* [Text to read]
--- Start ---

The sentencing relates to the cold-blooded killing of 73-year-old Paul Vodos in 1999 and 50-year-old Kenneth McDavid six years later.
Superior Court Judge David Wesley handed down two life terms each without possibility of parole to 77-year-old Helen Golay and 75-year-old Olga Rutterschmidt.
They plucked the destitute off the street as "investments," insured their lives for millions, then snuffed them out in staged hit-and-run accidents. They became so consumed by greed that they bickered over the money even after their arrests, the prosecution charged.
The women had moved Vados into an apartment, then started applying for life insurance policies on him. Golay and Rutterschmidt jointly took out four policies, each as 50% beneficiaries. Golay also took out three more policies on her own.
Paul Vados was found dead in 1999 in a Hollywood alley in an apparent hit-and-run. The women collected about $600,000 in insurance claims.

--- End ---

* [Dataset entries]
--- Start ---

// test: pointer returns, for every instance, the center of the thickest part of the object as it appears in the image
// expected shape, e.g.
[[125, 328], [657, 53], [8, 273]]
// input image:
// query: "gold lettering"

--- End ---
--- Start ---

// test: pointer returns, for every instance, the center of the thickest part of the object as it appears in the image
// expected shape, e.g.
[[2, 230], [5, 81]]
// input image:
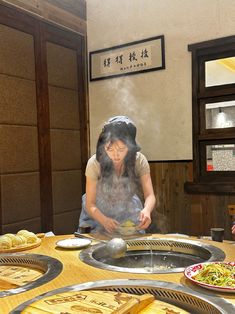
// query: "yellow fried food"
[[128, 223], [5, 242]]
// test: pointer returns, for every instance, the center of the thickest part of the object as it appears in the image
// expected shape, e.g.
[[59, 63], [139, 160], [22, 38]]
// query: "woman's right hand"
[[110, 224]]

--- End ---

* [Set tasks]
1/ Does the news report on the sentencing support each statement below? Answer yes or no for each, and quote the words of the report that decide it.
(a) Golay and Rutterschmidt jointly took out four policies.
(b) Each woman received one life term.
(c) The man found dead in 1999 was discovered in a parking lot.
2/ Answer these questions from the news report on the sentencing:
(a) How old was Helen Golay?
(b) How many policies did Golay take out on her own?
(c) About how much did the women collect in insurance claims after the 1999 death?
3/ Extend the news report on the sentencing past its last sentence.

* [Results for each task]
1/
(a) Yes: "Golay and Rutterschmidt jointly took out four policies, each as 50% beneficiaries."
(b) No: "two life terms each without possibility of parole"
(c) No: "found dead in 1999 in a Hollywood alley in an apparent hit-and-run"

2/
(a) 77
(b) Three
(c) About $600,000

3/
In late 2002, they began applying for insurance on McDavid, a transient from Northern California, prosecutors said. Rutterschmidt and Golay moved him into a Hollywood apartment, and from motel to motel.
On June 5, 2005, Golay called Mutual of New York and asked to have Rutterschmidt removed as co-beneficiary on the account. That company said no.
About two weeks later, on June 21, McDavid was found dead in a Westwood back alley. After McDavid's death, Golay and Rutterschmidt collected $2.2 million in benefits. His death, however, raised suspicions at an insurance company.
Los Angeles traffic officers compared notes and opened an investigation. The mangled remains of McDavid showed the same upper-body injuries as were seen in the case of Vados.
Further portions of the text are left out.